Task directions - Only one span belongs in the answer: the line holding "TARGET = white dog" through the last line of the entries below, retyped exactly.

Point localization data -
+++++

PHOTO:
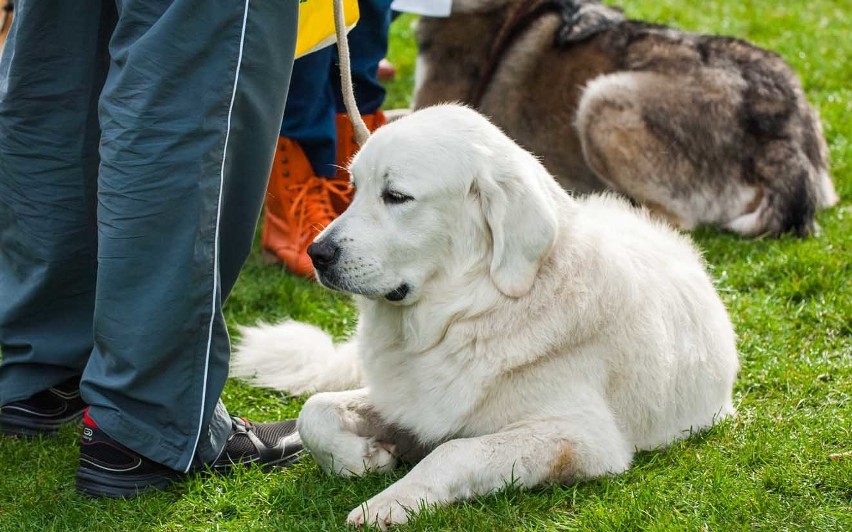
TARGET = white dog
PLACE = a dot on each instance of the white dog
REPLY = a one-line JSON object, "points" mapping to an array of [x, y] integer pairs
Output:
{"points": [[513, 333]]}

+++++

Response to this task -
TARGET = white dog
PLACE = a dot on each instance of the white dog
REPLY = a one-line JSON object, "points" mapping to an array of [x, y] integer pairs
Output:
{"points": [[513, 333]]}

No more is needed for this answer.